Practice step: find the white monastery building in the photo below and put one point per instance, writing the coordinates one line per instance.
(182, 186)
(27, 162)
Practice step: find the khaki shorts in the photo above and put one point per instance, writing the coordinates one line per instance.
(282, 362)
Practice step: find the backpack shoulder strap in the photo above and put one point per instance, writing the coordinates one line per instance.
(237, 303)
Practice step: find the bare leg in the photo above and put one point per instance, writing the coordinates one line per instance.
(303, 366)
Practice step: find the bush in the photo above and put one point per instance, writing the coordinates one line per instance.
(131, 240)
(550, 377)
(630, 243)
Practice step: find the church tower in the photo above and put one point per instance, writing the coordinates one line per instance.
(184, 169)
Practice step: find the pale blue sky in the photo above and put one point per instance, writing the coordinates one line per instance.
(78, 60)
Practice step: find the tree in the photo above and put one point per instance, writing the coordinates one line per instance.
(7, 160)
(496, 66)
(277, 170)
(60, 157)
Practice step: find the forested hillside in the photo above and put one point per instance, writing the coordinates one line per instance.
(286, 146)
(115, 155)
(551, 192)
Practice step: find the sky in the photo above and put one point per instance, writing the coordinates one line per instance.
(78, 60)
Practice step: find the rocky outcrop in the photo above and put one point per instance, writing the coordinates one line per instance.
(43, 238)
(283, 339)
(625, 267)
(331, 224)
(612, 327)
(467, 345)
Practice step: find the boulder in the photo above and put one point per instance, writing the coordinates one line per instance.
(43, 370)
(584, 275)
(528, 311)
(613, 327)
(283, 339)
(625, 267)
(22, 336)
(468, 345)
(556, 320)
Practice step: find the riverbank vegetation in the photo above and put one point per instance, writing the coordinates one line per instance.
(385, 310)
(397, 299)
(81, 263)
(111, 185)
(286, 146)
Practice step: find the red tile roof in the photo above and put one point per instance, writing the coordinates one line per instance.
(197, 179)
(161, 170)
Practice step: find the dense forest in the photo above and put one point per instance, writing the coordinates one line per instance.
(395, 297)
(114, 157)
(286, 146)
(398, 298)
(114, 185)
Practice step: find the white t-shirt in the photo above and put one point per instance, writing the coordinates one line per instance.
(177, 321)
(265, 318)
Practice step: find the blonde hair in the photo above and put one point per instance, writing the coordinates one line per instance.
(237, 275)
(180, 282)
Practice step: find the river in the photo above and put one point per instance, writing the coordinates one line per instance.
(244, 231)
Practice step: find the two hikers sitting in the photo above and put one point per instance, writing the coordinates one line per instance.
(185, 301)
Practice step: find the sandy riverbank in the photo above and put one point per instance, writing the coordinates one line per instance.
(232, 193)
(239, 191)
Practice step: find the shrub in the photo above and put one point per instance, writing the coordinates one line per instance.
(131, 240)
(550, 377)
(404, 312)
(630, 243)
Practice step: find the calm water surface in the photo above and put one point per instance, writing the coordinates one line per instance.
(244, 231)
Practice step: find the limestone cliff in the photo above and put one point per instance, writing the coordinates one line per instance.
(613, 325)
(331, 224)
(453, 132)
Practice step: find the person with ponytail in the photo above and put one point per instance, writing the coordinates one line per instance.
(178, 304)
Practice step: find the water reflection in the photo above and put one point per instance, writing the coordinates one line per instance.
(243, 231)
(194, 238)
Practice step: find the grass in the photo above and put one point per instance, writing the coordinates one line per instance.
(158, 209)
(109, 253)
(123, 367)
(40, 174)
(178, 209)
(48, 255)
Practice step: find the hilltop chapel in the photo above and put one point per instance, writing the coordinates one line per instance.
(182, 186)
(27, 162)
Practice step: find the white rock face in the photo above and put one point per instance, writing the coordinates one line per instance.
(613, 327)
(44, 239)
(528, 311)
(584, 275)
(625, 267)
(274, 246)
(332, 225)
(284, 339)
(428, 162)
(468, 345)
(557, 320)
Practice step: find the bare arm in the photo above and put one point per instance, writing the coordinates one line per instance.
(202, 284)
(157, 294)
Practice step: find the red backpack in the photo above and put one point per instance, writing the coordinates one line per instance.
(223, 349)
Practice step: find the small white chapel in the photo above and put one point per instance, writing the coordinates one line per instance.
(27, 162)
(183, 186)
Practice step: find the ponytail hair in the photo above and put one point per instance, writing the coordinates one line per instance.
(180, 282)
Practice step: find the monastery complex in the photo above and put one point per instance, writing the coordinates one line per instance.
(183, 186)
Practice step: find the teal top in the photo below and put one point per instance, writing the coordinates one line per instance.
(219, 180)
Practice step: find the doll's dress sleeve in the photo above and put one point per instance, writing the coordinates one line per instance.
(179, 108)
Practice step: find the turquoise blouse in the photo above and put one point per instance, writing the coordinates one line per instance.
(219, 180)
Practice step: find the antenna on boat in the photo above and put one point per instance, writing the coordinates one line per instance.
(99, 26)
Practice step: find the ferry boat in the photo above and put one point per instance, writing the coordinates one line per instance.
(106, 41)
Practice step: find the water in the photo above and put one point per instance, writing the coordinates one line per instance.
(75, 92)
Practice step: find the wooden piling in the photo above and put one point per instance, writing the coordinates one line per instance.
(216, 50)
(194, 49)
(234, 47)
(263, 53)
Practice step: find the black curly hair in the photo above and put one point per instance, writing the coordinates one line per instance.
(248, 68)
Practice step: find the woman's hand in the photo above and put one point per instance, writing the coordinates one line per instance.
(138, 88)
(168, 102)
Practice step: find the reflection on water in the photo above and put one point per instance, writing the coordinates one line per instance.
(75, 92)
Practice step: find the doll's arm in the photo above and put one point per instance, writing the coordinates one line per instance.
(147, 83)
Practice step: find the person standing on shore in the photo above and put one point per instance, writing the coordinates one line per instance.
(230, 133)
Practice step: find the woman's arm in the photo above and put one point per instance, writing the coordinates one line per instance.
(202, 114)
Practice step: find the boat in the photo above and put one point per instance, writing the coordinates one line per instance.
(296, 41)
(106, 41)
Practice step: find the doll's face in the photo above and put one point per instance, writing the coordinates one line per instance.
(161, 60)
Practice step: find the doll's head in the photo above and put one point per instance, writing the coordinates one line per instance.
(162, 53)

• _PROBLEM REQUIREMENTS_
Copy every item above back out word for word, keeping their order and line breaks unchanged.

• _EXERCISE ANSWER_
Practice step: find the white monastery building in the photo below and put one point per instance, writing the coordinates one line per instance.
(182, 186)
(27, 162)
Practice step: find the khaki shorts in the photo above and put one point per instance, writing the coordinates one line per instance.
(282, 362)
Practice step: find the backpack shoulder strap in the photo above and put one point per instance, writing the coordinates one line per instance.
(237, 303)
Practice step: find the bare leg in the photo above and put one point per instance, writing the coordinates one line per instance.
(303, 366)
Practice step: find the bush in the photo above and put one point per instance, writing the coordinates one line per instance.
(131, 240)
(550, 377)
(630, 243)
Practice step: find the church tower in the photo above and put one point per instance, writing the coordinates one line per instance.
(184, 169)
Practice step: find the pale blue sky in the photo above and put one point per instance, writing the coordinates one line per instance.
(78, 60)
Practice step: find the tree in the photo above and put one point per instance, writing the coordinates one line per instance.
(7, 160)
(496, 66)
(277, 170)
(60, 157)
Practice step: find the forested hillside in the photo above and put one point per instance, writing the coordinates one line per instance.
(286, 146)
(115, 155)
(551, 192)
Practice step: find the sky in the photo above and put one point per instance, writing the coordinates one line per instance.
(78, 60)
Practice step: find the rocky outcrop in the photo above and put one point per instance, writing the coordinates one line per instance.
(43, 238)
(283, 339)
(625, 267)
(331, 224)
(612, 327)
(467, 345)
Practice step: find the boulder in the photo above and put one point per instance, writing the coordinates one line per instance.
(43, 370)
(584, 275)
(528, 311)
(613, 327)
(283, 339)
(625, 267)
(22, 336)
(468, 345)
(556, 320)
Practice step: find the riverbank vegetation in the photo above and put one point per instance, writing the coordinates one line per instance.
(385, 310)
(397, 299)
(81, 263)
(111, 185)
(286, 146)
Practice step: find the red tile roof in the photo above and put one point per instance, writing the coordinates one line per instance.
(197, 179)
(161, 170)
Practice step: find the dense forest in the photo above and put one point per instance, writing the coordinates one line per instance.
(395, 297)
(114, 157)
(286, 146)
(398, 298)
(114, 185)
Practice step: find the white t-shirt in the photo above and put one point per instance, writing the coordinates one line per instance.
(177, 321)
(265, 318)
Practice step: find the blonde hair in the photo above and put one point per instance, writing the coordinates one line per instance.
(237, 275)
(180, 282)
Practice step: find the river in the photo above and put one point per instance, writing the coordinates one line per instance.
(244, 231)
Practice step: find the two hikers sitting in the photo above and put one point per instance, writing the coordinates one line per instance.
(185, 301)
Practice step: find the sandy riverbank in the photo above and put one point per instance, writing the coordinates one line per instance.
(232, 193)
(239, 191)
Practice step: find the shrub in the photo above and put one point per instance, writing the coordinates one line per instance.
(131, 240)
(550, 377)
(404, 312)
(630, 243)
Practice step: find the calm water surface in the photo above and put one point per instance, writing the coordinates one line per instance.
(244, 231)
Practice step: find the limestone cliff in the photo above and put one point per instance, writing the coordinates one line per instance.
(613, 325)
(331, 224)
(453, 132)
Practice step: find the person with ponytail in the photo above and put one point per instance, writing the coordinates one line per instance.
(178, 304)
Practice step: find the water reflection in the photo above and put one point per instance, writing the coordinates one line per instance.
(243, 231)
(194, 238)
Practice step: find the grass in the photo above and put one point per instance, writing the coordinates one line per instance.
(158, 209)
(109, 253)
(123, 367)
(40, 174)
(178, 209)
(48, 255)
Practice step: find the hilltop chapel in the photo above and put one point per instance, writing the coordinates one line per instance.
(182, 186)
(27, 162)
Practice step: find the white rock face in the photo above and put one point per instance, writing the coordinates one line per instance.
(613, 327)
(44, 239)
(528, 311)
(584, 275)
(625, 267)
(274, 246)
(332, 225)
(284, 339)
(428, 162)
(468, 345)
(557, 320)
Practice step: find the bare arm in the photo above and put one point per instance, writing the coordinates one line per instance.
(202, 284)
(157, 294)
Practice step: find the red backpack in the photo above and put one point per instance, writing the coordinates one line per instance.
(223, 349)
Practice step: find the small white chapel in the photo above and put one point per instance, writing the coordinates one line per instance.
(27, 162)
(183, 186)
Practice step: find the ponytail hair in the photo above and put one point per instance, writing the coordinates one line per instance.
(180, 282)
Practice step: find the monastery complex in the photo above and put one point per instance, writing the coordinates one line per instance.
(183, 186)
Practice step: find the teal top in the photo below and put one point per instance, writing the coordinates one line per instance.
(219, 180)
Practice step: find the doll's dress sleeve in the photo above and put one point per instance, writing the coordinates one line per instance.
(179, 108)
Practice step: find the turquoise blouse in the photo above and put one point per instance, writing the coordinates one line per instance.
(219, 180)
Practice step: find the antenna on boat in the photo above and put one point per instance, writing the coordinates one line per instance.
(99, 26)
Practice step: find the ferry boat in the photo above and put one point per instance, writing the coordinates one line per instance.
(106, 41)
Practice step: find the water in the photo above and put one point per instance, writing the coordinates one line per instance.
(75, 92)
Practice step: find the wooden piling in the photo above and put one point per instance, writing the coordinates one line per instance.
(216, 50)
(194, 49)
(234, 47)
(263, 53)
Practice step: find the black curly hair in the photo above and put one point per instance, writing the coordinates one line per instance.
(248, 68)
Practice step: find the woman's hand in the photo above and put one point per instance, writing the coordinates one line per instance.
(138, 88)
(168, 102)
Practice step: find the reflection on water in the photo above and put one point per instance, writing the coordinates one line per instance.
(75, 92)
Practice step: find the doll's arm in the photo above and put one point per instance, writing the coordinates one line per instance.
(147, 83)
Practice step: find the person standing on shore in the photo above and put one point per instance, writing the coordinates one line per instance.
(230, 133)
Practice step: find the woman's arm in the photo above and put one point per instance, writing the coordinates one line per instance.
(202, 114)
Practice step: find the boat in the photo above and put one point per instance, writing the coordinates one line per instance.
(296, 41)
(106, 41)
Practice step: find the doll's face in the photo above and put one point per instance, writing the coordinates one line per instance.
(161, 60)
Practice step: find the doll's head in the photo above and put one point per instance, writing the coordinates one line per instance.
(162, 53)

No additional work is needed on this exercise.